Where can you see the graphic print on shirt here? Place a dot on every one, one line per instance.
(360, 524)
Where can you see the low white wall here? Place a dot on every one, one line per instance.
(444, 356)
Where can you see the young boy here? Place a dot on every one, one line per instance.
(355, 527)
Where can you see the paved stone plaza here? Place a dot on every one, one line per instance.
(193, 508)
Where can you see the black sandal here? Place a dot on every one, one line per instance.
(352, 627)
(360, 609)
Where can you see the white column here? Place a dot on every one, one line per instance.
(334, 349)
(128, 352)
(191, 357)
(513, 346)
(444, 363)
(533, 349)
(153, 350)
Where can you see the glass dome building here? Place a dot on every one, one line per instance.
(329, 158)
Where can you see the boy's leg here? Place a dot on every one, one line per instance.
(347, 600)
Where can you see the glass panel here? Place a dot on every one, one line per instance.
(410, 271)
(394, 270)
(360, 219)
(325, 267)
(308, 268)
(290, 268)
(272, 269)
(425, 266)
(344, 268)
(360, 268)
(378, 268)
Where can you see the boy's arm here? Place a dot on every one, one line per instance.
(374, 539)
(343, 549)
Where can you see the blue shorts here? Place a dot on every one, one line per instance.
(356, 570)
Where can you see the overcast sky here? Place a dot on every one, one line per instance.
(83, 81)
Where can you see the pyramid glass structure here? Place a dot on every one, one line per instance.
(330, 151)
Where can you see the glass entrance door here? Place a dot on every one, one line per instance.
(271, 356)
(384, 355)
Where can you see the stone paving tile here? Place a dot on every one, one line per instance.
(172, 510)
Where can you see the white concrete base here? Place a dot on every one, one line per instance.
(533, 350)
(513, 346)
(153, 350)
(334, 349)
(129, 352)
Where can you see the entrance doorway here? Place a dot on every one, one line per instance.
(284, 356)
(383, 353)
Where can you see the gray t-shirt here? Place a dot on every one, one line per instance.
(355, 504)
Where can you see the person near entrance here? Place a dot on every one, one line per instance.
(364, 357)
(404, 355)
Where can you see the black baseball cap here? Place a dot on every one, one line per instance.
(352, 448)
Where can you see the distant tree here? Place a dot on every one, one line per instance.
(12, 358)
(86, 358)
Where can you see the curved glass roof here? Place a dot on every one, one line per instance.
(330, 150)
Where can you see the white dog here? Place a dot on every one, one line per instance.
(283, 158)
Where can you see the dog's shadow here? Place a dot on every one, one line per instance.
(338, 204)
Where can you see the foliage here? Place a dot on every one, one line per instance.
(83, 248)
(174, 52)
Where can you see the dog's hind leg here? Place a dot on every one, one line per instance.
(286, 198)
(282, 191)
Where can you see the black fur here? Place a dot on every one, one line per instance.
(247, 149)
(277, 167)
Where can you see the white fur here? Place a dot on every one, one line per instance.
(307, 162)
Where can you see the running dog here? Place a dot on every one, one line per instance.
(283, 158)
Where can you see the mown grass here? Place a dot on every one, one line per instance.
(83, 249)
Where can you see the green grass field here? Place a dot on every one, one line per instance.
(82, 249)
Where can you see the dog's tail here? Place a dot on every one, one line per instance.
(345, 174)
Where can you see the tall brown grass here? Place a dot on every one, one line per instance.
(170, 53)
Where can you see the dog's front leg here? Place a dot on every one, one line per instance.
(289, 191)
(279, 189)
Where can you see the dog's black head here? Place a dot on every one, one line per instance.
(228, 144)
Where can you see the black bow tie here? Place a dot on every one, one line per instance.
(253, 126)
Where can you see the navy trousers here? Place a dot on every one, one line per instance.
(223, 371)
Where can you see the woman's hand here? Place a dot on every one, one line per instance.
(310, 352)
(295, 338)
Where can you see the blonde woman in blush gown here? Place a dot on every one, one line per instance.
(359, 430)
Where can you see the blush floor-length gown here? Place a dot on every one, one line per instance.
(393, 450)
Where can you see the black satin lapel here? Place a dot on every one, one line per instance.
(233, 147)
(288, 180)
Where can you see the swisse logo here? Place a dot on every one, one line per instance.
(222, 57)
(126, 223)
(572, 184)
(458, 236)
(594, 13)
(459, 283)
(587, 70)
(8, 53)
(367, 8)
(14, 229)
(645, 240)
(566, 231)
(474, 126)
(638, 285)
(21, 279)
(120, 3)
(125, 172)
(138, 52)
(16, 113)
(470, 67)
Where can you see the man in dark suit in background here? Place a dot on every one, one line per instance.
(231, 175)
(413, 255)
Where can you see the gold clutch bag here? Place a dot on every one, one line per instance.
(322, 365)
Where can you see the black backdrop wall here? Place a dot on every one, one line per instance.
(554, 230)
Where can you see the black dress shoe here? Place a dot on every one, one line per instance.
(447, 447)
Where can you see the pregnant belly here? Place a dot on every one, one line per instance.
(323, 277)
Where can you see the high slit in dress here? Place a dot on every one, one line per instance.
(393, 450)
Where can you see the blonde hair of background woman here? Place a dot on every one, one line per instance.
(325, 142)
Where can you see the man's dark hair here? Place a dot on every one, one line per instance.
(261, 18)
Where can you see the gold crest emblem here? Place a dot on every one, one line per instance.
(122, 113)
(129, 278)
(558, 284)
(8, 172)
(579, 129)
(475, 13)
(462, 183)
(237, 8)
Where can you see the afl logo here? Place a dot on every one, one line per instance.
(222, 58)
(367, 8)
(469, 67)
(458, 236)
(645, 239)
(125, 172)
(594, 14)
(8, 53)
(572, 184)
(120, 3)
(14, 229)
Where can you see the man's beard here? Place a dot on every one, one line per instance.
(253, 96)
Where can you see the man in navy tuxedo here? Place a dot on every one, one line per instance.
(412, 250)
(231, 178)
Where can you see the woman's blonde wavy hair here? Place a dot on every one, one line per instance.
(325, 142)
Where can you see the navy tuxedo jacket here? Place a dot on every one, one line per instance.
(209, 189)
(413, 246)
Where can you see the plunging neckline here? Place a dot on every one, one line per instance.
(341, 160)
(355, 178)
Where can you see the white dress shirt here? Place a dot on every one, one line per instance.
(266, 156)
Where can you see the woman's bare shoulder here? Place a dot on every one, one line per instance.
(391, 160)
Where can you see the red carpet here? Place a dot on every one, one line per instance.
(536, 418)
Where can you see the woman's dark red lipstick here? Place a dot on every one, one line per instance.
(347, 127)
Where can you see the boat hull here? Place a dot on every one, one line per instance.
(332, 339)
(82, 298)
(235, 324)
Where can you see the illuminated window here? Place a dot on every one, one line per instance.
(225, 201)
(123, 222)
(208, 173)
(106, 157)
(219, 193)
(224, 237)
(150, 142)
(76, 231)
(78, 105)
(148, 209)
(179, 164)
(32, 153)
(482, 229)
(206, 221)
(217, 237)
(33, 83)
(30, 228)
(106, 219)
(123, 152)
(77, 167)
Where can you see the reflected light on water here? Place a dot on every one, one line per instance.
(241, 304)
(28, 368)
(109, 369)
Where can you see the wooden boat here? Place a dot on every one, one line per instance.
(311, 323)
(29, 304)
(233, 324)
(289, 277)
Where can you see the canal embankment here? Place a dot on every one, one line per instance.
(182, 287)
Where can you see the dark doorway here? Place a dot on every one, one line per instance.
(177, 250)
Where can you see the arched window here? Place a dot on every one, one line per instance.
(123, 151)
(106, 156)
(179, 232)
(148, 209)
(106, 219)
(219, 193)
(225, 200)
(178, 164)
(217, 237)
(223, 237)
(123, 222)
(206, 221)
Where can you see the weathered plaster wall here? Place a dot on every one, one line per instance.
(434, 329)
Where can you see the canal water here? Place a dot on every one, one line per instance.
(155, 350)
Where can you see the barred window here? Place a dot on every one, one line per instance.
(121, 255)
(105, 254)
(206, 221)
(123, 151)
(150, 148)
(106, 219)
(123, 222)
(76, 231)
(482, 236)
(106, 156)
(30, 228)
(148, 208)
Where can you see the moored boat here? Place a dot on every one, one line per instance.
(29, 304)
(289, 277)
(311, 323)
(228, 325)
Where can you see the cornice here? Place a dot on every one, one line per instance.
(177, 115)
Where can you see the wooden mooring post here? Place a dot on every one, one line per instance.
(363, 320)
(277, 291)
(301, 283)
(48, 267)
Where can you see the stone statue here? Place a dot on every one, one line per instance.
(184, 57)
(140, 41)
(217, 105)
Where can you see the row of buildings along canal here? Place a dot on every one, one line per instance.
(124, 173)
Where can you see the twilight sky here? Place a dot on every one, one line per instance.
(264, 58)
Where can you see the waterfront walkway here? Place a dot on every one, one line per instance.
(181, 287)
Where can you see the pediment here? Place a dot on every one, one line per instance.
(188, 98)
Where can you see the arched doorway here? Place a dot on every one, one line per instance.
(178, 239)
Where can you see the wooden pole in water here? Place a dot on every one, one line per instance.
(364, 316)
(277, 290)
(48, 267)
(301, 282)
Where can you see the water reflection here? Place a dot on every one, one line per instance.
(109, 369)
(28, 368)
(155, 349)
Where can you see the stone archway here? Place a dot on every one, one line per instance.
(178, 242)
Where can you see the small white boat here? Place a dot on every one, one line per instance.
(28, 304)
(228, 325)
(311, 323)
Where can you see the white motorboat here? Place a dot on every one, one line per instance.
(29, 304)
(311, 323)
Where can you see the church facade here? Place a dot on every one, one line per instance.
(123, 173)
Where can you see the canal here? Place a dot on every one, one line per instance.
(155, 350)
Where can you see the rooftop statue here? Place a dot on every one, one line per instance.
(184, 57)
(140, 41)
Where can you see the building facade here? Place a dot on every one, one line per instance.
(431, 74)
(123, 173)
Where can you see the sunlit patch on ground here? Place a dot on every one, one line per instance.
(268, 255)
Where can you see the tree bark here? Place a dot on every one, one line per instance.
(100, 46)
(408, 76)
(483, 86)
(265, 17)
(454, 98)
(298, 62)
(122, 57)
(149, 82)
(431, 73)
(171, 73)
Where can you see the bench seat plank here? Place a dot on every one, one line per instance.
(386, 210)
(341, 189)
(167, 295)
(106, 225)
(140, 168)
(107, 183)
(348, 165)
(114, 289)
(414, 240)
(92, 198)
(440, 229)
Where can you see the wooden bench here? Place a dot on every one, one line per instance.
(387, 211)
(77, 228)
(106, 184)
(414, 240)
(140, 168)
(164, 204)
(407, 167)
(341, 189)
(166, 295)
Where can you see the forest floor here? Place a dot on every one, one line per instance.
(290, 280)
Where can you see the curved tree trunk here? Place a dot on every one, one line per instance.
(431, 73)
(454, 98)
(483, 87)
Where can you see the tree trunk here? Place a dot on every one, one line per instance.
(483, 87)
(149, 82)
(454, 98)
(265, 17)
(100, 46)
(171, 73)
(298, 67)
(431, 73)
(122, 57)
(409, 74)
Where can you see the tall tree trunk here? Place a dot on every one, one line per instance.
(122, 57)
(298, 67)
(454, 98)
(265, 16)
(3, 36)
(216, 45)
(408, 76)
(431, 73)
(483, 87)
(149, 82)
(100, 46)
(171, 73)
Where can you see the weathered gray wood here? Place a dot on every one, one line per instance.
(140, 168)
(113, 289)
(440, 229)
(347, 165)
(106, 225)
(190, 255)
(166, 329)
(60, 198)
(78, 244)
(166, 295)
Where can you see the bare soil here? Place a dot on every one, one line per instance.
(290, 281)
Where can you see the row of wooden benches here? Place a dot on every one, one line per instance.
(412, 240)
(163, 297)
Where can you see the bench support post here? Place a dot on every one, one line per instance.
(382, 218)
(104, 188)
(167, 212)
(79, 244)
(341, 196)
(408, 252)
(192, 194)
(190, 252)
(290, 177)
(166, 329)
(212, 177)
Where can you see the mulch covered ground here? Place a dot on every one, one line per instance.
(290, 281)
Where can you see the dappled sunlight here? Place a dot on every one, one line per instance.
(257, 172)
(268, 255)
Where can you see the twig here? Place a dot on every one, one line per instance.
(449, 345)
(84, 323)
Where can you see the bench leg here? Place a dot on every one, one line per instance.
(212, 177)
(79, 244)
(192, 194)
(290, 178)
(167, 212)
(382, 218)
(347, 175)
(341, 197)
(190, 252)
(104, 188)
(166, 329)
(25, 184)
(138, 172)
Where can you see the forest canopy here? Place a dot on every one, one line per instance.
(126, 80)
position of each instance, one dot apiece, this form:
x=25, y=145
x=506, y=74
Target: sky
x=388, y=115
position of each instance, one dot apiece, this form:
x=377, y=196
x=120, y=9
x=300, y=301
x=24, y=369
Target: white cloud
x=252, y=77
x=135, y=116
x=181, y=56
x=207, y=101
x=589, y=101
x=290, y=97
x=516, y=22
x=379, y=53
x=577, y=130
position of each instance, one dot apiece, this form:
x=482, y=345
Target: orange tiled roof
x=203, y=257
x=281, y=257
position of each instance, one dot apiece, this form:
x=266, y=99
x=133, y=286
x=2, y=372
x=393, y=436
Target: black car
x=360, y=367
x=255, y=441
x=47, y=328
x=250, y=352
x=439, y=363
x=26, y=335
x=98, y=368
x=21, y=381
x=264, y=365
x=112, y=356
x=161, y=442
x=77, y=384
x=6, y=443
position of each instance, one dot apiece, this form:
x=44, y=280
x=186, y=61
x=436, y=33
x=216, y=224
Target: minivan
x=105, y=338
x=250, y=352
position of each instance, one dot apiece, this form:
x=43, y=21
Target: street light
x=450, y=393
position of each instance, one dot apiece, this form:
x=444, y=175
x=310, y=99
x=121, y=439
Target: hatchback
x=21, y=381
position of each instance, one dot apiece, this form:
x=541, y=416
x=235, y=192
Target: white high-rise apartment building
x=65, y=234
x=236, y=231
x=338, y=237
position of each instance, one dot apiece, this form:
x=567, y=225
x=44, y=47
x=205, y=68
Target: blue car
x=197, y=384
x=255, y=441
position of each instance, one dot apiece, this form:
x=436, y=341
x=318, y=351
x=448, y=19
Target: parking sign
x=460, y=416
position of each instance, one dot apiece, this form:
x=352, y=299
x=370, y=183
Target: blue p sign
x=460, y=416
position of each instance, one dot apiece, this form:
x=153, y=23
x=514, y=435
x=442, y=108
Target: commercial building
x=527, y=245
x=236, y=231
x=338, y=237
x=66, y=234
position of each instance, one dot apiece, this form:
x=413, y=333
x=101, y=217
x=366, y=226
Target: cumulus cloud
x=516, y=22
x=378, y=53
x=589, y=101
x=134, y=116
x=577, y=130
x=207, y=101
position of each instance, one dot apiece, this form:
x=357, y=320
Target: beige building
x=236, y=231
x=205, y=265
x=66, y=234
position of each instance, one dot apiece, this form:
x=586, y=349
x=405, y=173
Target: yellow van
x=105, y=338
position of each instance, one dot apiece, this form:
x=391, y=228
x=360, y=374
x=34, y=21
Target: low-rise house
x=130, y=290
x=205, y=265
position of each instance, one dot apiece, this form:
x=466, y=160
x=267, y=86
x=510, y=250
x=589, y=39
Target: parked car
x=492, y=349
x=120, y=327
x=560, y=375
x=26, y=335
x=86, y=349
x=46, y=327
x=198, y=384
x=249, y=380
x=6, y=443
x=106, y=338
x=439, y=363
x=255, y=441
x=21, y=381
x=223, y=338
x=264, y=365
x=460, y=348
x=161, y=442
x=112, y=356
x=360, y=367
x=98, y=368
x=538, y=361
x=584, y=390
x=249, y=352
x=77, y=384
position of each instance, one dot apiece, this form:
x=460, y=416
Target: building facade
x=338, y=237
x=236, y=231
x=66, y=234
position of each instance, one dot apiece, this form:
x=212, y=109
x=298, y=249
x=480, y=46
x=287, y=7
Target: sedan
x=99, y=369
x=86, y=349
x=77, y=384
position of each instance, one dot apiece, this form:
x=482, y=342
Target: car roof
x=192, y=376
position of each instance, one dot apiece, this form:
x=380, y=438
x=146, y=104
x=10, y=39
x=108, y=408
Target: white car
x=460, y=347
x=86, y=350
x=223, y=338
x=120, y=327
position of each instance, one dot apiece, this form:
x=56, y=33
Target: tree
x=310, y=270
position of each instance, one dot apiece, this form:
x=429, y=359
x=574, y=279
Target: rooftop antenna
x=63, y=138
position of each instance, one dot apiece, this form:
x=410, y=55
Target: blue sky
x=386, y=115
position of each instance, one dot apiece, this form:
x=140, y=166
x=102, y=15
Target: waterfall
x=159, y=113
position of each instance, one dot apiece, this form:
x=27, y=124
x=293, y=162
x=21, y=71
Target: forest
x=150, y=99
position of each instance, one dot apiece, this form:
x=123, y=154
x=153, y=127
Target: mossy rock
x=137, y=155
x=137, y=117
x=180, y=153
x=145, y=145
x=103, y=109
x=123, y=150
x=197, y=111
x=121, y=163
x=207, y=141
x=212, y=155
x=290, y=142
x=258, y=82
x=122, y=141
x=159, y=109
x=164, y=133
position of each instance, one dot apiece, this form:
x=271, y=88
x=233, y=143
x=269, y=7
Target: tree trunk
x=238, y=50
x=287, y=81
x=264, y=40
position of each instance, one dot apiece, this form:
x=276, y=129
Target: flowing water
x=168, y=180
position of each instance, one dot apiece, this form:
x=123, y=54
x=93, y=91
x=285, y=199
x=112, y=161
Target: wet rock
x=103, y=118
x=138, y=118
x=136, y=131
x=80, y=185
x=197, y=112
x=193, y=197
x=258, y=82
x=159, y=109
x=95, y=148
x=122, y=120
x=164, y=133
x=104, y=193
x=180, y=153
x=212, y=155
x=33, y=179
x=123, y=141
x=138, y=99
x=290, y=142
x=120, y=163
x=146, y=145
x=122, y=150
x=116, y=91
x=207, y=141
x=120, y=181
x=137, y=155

• [Exercise description]: Given the records above, return exactly the lines starting at the line containing "x=541, y=416" and ending at the line containing "x=436, y=341", including both.

• [Task solution]:
x=541, y=416
x=235, y=192
Target: white high-rise apartment building
x=65, y=234
x=236, y=231
x=338, y=237
position of each instance, one dot apiece, this form:
x=567, y=225
x=44, y=47
x=205, y=68
Target: blue car
x=197, y=384
x=255, y=441
position of each instance, one dot apiece, this form:
x=436, y=341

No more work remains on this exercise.